* _DATA PROVIDED_:

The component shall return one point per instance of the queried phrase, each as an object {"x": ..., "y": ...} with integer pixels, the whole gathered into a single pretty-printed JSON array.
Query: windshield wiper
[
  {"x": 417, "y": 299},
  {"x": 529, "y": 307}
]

* _REQUEST_: Reproduce every item above line for line, requests included, and shift each x and y coordinate in the answers by adding 94 to it.

* _TASK RESPONSE_:
The component shall return one point per instance of the queried phrase, each as an object {"x": ..., "y": ...} with integer pixels, the whole gathered into a single pretty-printed JSON array.
Query: windshield wiper
[
  {"x": 511, "y": 393},
  {"x": 623, "y": 401}
]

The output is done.